Today, with surplus providing far less of the meals, the problem has become jousting over nutrition standards. School food (lunches, snacks, etc.) is a huge market – the federal government alone spends $19 billion on it, which does not count the billions spent by states and localities. As school-lunch standards are rewritten and updated, agricultural interests rely on congressional allies to help them, particularly the farm-state members who dominate the committees.

Should the meals’ makeup be guided by the goal of supporting farmers, or by the advice of nutritionists? That’s a surprisingly loaded question. Indicative of the sensitivity of the issue, the Senate Agriculture Committee’s title did not include the word “nutrition” until 1977. Russell himself nudged the USDA to have lunches use more Georgia products, like chicken and peanuts. Five years ago, Sen. Susan Collins, R-Maine, famously battled the Food and Nutrition Service over the white potato. The FNS’ proposed nutrition standards would have reduced its place on lunch trays in order to curb children’s starch intake. With the help of another spud-state senator, Mark Udall, D-Colo., Collins beat back the rule by winning an amendment to the farm appropriations bill. The potato survived.

IT DID NOT have to be this way. One can imagine a school lunch program run solely for the purpose of promoting the health and well-being of children. The Department of Education would disburse the funds and set basic benchmarks for healthy meals. States and localities would remain free to purchase the foods they deem best, but their efforts would be graded. Each year, the Department of Education would release annual report cards on school systems’ meals relative to the nutrition benchmarks. Instead of a national food fight, with agricultural interests fighting for plate space, America would have a basic food-support system for children that respects local dietary diversity but encourages schools to achieve higher nutritional standards.

This is not a new reform idea. In fact, it’s as old as the act itself. When Congress was debating the original School Lunch Act, another bill was offered to lodge the program under the federal education commissioner. Russell fought it, knowing it would weaken the hand of agricultural interests.

Your tasks —
1/ Write out the passage on school lunch policy word for word, starting with "Today, with surplus" and going on through "dominate the committees.".
2/ Continue the passage on school lunch policy from its final sentence.
The records have no connection to the passage on school lunch policy.

[Region pointing data]
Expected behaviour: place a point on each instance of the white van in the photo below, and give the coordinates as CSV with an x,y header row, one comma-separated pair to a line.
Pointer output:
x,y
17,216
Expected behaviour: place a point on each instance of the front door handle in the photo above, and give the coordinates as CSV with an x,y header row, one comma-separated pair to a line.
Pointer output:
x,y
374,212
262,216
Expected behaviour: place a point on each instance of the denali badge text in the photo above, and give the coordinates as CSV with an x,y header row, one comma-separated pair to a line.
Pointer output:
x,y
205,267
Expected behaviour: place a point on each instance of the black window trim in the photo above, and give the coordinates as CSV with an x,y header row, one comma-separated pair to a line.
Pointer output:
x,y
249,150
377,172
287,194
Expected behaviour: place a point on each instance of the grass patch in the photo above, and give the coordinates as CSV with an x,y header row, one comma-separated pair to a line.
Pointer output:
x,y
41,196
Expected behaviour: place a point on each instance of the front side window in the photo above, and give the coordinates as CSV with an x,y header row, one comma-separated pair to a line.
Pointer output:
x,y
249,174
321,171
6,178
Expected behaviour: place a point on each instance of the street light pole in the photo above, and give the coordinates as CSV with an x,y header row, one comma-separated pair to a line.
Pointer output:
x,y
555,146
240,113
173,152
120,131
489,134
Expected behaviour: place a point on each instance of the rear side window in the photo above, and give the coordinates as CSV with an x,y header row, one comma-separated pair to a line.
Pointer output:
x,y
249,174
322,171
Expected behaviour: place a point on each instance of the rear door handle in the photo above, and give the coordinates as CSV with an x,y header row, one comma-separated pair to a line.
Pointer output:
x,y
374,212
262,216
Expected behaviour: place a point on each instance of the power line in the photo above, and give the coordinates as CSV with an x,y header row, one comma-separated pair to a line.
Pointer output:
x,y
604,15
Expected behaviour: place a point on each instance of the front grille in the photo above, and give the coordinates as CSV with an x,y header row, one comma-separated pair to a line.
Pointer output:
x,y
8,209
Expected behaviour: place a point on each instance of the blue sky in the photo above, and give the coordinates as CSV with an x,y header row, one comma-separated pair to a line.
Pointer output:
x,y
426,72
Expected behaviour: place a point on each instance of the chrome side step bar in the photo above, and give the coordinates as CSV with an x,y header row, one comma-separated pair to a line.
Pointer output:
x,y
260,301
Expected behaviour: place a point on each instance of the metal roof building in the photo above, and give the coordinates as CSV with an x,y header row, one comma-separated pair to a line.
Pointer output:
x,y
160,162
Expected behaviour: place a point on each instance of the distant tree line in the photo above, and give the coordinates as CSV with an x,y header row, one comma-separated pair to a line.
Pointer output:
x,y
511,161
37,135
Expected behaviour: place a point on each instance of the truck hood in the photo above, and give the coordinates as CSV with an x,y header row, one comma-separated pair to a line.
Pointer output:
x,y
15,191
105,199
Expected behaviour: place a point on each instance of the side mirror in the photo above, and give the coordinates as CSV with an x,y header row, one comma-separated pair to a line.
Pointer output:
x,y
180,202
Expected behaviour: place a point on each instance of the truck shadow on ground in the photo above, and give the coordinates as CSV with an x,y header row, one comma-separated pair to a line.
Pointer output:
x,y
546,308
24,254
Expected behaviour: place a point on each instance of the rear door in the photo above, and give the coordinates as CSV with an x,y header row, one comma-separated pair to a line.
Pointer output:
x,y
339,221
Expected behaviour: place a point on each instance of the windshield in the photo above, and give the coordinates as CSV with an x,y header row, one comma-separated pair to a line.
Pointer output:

Responses by task —
1/
Today, with surplus providing far less of the meals, the problem has become jousting over nutrition standards. School food (lunches, snacks, etc.) is a huge market – the federal government alone spends $19 billion on it, which does not count the billions spent by states and localities. As school-lunch standards are rewritten and updated, agricultural interests rely on congressional allies to help them, particularly the farm-state members who dominate the committees.

2/
Today, the lunch legislation remains a tug-of-war between nutrition advocates and food-industry interests, played out on the tilted playing field of Congress’ agriculture committees. Ironically, nutrition advocates have found a new ally: military leaders. Where the military was once concerned about malnourished soldiers, today it worries about obese ones, blaming schools in part for making too much “high-calorie, low-nutrition food” available. Recruits, they grouse, are often “too fat to fight,” and have to be discharged and replaced.

The road to reauthorizing the school lunch program is long. The full Senate has not voted on the legislation. The House has yet to unveil its own bill. When it does, it too may have to consider a fish bill, as Rep. Suzan DelBene, D-Wash., has introduced one and garnered eight cosponsors.

And while fish fights for its spot, a different strange sideshow is underway over the definition of “fresh fruits and vegetables.” Advocates of canned and frozen foods want access to a 13-year-old program called the Fresh Fruits and Vegetables Program, which subsidizes school purchases of fruits and vegetables as snacks. Rep. Bruce Poliquin, R-Maine, has sponsored the oleaginously named Fruit and Vegetable Access for Children Act. It would redefine the words “fresh fruits and vegetables” to mean “fresh, canned, dried, frozen or pureed.” Poliquin argues that changing the law would help Maine farmers. It also is good for the children, he says: “By enabling schools to serve fruits and vegetables, in a variety of forms, we are teaching children that nutritious foods come in many different sizes, shapes, colors and packages — from frozen blueberries, to canned peas, to fresh peaches and dried apricots.” Wyman’s, a frozen fruit company, happens to be in Poliquin’s 2nd District. The bill has 17 co-sponsors.

Thus, come autumn 2016, students coming back to schools may find more salmon and canned pears awaiting them. It may or may not be what kids want to eat, but there’s not much argument that the school-lunch bill will still be working on behalf of the people it was written for in the first place.